Exercise details:
Set each record down exactly, excluding all images.

Data in this exercise:
────────────────────────────────────────
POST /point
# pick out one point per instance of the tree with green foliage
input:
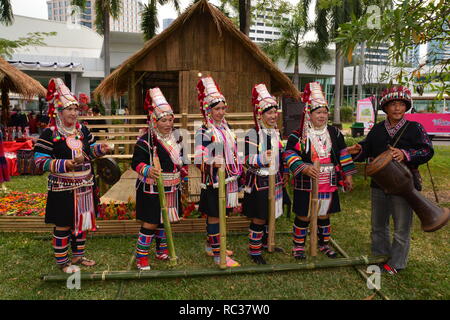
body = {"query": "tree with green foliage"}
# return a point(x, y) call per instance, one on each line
point(104, 9)
point(7, 47)
point(404, 26)
point(6, 14)
point(291, 43)
point(330, 14)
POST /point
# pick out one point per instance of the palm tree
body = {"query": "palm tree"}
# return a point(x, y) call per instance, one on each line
point(6, 14)
point(104, 9)
point(149, 16)
point(291, 44)
point(328, 19)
────────────────────────────────────────
Exercise response:
POST /point
# pick out one point per instance of the tree with green foliage
input:
body = {"query": "tree with green foliage"}
# return a point(x, y) call per instance, one on each line
point(104, 9)
point(7, 47)
point(404, 26)
point(6, 14)
point(291, 43)
point(330, 14)
POST /point
# pick out one point per instance of the palm tree
body = {"query": "palm tree"}
# return a point(x, y) call per instance, one on each line
point(6, 14)
point(104, 9)
point(149, 16)
point(291, 44)
point(328, 19)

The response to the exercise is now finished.